### Given request
Reproduce all of the data below without alteration; exclude every picture.

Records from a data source

● ● ● ● ● ● ●

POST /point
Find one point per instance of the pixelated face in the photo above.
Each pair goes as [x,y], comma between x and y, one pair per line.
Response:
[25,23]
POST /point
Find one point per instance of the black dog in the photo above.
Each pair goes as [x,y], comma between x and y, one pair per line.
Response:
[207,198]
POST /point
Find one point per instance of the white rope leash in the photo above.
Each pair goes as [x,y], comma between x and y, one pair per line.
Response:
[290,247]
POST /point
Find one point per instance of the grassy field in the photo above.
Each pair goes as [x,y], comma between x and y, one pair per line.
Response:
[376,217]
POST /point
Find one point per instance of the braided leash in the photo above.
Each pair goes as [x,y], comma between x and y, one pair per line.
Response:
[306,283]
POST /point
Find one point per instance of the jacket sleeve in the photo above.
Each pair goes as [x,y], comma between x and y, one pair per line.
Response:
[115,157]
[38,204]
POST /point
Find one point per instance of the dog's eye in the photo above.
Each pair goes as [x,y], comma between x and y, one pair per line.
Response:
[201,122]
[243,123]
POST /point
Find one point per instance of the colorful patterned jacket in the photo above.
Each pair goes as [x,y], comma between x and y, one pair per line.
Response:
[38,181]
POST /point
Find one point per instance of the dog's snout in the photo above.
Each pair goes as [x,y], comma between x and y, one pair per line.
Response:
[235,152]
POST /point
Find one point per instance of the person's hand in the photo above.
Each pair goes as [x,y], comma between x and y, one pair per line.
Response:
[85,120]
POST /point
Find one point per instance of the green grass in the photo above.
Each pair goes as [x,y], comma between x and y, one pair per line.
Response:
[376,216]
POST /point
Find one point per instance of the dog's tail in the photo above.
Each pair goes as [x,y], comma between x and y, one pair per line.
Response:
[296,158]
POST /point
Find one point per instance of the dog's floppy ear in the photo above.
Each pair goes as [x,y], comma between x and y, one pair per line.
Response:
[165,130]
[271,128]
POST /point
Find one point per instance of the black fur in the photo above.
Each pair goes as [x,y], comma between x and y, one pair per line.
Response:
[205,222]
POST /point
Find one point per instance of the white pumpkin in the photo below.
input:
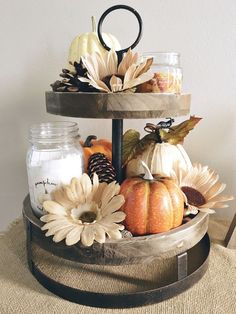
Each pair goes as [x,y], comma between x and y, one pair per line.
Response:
[89,43]
[160,159]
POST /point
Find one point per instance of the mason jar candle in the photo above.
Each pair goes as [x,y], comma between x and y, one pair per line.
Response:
[54,157]
[167,73]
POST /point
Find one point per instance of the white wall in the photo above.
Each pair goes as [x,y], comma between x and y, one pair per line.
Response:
[35,36]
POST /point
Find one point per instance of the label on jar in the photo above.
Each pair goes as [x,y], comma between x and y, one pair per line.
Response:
[43,178]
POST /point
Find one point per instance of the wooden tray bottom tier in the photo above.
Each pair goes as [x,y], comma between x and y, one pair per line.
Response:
[120,286]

● ● ● ● ● ● ●

### Answer to the problem
POST /point
Find one point per instance of the pixelated face in the photo above.
Each pair goes as [x,y], comma between x and y, one pair per line.
Response:
[25,23]
POST /point
Find one point per instance of the black dog in the photo above.
Each pair goes as [x,y], comma between x and y, one pair per line.
Response:
[207,198]
POST /point
Find one point per instance of the white rope leash in the photo above.
Each pair goes as [x,y], comma between x and y, one pair per line.
Response:
[290,247]
POST /point
Find one point per instance of the grassy field in the photo above.
Each pair goes as [x,y], comma between x and y, one pair per line.
Response:
[376,217]
POST /point
Find one point per instance of the braided leash in the photo above.
Each pair goes as [x,y], comma between x and y, one pair per line.
Response:
[306,283]
POST /point
Find one point per instance of the jacket sleeve in the photo above.
Each pair goes as [x,y], comma between x and y, one pair per line.
Response:
[115,157]
[38,204]
POST /point
Find one point per instance of the dog's eye in the photo above.
Each pair goes as [x,y], comma between x and y, one pair per line.
Response:
[201,122]
[243,123]
POST /point
Find one point per instance of the colorful patterned jacket in the photo above.
Each pair goes as [x,y], comma between x and y, one pair per line.
Response:
[38,181]
POST /point
Find one point per instance of the dog's snout in the photo above.
Each pair goes as [x,y], comma between x and y, one pair per line.
Response:
[235,152]
POST /point
Find one point per instance of the person's hand in the photo above.
Each pair goes as [x,y], comma between x and y, one pair per line.
Response:
[85,120]
POST /point
Find one point per instance of the green grass in the photo above.
Each pair goes as [x,y], comma between x and y, one pair per line.
Response:
[376,216]
POST /point
Find one point per instance of the dog's tail in the photo above.
Each pair goes as [x,y], comma between x and y, one pair per line.
Response:
[296,158]
POST /point
Find one point per instance of the dog's floppy ear in the photo above.
Each pair goes as [x,y], comma between x and y, one pair per line.
Response:
[165,130]
[271,128]
POST /point
Find one point per instance of the black fur in the photo above.
Each pair goes as [x,y], comma between x and y, one pair per line.
Response:
[205,222]
POST /point
Find one point per instance of the white pumpkin in the photo below.
input:
Each pair goes as [x,y], comma between x and y, one pair per line.
Response:
[89,43]
[160,159]
POST /point
Find one point per instance of the mason jar candle in the photo above.
Each pair goes as [x,y], comma between x and y, one pair per line.
Response:
[54,157]
[167,73]
POST /point
Find one point per instance of the white wall in the photo above.
Each pair goes as [x,y], comma between x and y, one pair per line.
Response:
[35,36]
POST /point
Find one point per instance of the label on jar in the photo above.
Each pair goes as [x,y], comma between x and y, one pair per line.
Response:
[43,178]
POST /point
Find one point per instance of the wooden tray bottom tier in the photo above.
Each pair goes as [x,y], comma between x and y, one pair per line.
Response:
[120,286]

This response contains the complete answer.